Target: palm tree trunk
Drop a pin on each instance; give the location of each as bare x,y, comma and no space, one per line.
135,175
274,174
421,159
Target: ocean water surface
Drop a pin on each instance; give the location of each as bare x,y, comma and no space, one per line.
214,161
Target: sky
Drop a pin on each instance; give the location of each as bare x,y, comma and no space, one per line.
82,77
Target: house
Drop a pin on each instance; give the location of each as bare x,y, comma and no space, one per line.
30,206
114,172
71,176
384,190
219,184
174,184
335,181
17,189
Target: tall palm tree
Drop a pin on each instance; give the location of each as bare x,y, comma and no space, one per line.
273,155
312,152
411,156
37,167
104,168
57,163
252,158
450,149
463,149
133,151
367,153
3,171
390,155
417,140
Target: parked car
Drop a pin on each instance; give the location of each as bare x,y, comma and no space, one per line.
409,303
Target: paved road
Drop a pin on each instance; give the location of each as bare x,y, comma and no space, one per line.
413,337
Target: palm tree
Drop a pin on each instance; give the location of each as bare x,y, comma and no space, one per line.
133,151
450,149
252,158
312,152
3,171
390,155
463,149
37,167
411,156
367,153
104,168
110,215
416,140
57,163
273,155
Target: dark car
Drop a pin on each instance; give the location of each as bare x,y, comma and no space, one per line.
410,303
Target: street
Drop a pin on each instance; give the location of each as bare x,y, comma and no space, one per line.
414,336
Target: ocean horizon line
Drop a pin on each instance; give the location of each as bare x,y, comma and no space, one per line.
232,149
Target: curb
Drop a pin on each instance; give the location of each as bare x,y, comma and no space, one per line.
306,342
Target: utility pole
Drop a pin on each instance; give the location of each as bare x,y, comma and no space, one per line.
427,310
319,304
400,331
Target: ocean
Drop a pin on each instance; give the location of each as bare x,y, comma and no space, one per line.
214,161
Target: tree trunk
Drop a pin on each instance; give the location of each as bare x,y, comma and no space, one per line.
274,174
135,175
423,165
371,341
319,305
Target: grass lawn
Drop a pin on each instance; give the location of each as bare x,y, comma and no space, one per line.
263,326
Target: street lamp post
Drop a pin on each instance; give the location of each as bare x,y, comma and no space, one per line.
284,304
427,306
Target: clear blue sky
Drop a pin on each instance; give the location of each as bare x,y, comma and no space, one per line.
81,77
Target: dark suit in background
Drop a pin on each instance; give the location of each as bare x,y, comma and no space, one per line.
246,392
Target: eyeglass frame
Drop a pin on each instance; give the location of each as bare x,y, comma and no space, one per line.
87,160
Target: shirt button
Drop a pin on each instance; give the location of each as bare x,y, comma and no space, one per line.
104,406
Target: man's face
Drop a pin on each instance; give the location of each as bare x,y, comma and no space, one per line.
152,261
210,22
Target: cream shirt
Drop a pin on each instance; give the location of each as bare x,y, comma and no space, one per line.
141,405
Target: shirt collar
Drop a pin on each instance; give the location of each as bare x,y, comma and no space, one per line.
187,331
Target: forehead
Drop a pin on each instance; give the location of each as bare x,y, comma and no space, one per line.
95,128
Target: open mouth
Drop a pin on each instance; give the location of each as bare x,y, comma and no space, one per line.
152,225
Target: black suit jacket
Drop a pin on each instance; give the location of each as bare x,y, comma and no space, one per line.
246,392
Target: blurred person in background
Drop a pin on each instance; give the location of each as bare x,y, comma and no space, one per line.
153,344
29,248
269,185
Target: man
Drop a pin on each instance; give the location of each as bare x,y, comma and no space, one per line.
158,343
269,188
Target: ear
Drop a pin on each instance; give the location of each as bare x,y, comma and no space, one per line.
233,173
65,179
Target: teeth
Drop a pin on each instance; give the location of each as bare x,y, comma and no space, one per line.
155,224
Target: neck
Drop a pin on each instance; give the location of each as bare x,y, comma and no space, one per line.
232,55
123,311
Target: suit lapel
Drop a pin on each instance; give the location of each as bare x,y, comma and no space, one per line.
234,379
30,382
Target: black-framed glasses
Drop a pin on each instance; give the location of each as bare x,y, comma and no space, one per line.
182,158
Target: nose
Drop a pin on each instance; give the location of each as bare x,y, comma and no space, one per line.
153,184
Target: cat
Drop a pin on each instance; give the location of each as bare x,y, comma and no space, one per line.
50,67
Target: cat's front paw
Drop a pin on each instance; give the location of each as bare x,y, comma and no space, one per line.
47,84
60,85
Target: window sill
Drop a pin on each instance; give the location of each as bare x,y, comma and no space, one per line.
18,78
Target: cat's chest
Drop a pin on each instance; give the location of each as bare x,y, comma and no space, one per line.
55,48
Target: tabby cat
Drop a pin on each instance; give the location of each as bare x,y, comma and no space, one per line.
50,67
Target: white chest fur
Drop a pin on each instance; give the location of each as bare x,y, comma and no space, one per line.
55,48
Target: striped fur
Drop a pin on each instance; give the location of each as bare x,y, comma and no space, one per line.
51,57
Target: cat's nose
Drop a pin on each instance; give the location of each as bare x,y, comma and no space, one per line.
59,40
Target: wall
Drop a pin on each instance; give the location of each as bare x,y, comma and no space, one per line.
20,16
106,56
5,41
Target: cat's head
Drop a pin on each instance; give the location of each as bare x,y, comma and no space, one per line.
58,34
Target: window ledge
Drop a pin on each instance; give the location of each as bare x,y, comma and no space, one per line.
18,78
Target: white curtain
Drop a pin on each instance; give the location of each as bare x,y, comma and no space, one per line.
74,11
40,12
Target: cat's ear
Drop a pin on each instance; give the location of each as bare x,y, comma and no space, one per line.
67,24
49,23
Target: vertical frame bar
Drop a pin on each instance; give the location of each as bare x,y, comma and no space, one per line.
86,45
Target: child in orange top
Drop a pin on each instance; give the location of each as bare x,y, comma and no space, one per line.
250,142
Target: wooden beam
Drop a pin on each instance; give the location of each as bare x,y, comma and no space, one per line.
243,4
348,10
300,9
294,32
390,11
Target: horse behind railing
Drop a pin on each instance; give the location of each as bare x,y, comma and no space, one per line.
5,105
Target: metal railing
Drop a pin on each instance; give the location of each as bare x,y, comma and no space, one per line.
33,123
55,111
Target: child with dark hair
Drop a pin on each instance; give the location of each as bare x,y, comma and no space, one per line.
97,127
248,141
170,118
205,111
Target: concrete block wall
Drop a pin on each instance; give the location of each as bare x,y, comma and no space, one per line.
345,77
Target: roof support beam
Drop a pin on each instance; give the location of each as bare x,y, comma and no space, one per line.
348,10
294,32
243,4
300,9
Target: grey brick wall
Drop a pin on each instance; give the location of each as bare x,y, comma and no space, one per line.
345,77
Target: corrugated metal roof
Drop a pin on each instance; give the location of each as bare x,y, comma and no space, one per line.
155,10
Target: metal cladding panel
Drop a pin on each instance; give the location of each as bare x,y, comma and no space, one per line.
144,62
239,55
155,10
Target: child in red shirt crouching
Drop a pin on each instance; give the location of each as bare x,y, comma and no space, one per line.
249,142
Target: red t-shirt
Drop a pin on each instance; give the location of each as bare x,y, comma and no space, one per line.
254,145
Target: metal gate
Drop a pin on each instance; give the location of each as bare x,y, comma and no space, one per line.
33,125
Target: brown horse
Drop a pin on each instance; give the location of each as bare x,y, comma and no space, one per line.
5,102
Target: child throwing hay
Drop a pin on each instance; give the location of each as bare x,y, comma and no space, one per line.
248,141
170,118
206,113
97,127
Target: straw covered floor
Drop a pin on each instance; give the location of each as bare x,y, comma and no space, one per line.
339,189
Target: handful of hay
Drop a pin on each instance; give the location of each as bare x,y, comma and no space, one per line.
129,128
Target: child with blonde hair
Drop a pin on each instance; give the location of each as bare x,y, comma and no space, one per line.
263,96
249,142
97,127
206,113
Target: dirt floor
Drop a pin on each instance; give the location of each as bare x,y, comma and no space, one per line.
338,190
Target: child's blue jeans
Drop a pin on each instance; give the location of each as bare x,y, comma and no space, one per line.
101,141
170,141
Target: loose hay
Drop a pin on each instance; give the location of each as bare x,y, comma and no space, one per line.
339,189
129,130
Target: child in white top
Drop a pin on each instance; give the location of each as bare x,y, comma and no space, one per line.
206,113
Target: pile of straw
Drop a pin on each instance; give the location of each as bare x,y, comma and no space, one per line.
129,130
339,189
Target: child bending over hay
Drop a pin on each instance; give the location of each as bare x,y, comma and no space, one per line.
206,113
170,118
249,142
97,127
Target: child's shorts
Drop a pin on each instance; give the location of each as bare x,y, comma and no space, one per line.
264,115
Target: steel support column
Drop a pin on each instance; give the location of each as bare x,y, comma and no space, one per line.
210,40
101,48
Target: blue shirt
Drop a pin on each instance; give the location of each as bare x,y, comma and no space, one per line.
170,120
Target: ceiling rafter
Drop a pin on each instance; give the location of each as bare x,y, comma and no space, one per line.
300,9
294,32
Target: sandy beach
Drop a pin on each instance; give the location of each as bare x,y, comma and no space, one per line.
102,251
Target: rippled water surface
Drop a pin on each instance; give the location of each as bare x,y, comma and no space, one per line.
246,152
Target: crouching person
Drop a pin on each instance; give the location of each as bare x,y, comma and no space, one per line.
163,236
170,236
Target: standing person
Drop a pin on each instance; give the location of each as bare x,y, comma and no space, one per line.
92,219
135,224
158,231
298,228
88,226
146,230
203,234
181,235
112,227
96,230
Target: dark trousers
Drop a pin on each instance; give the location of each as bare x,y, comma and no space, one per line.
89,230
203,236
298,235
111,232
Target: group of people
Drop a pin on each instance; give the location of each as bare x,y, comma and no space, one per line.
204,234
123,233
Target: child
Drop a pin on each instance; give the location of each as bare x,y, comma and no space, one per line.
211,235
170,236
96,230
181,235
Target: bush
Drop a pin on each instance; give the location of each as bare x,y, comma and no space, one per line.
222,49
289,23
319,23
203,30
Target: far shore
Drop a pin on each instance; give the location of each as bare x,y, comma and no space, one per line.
━━━━━━━━
Reproduce precisely the span of lines that begins at the line containing "Target: dark trousers" and ends with the last line of the listing.

Target: dark trousers
Drop a pin on each instance; give the location of each as bare x,y, comma and no space, one per line.
89,230
203,236
298,235
111,232
Target: group of people
Drop a pin on each instance; give the location of each as bare x,y, comma and no space, one per line.
204,234
123,233
Target: child
Drop a pin on each instance; give the location of each as bare x,y, comma and no space, one per line.
211,235
170,236
96,230
181,235
Target: bush
Drop a pin on each instance; give the location of each as bare x,y, comma and no space, one per line.
222,49
289,23
319,23
203,30
Target: far shore
Drop a pin on each instance; give the location of each as bare x,y, comma and no space, one per line.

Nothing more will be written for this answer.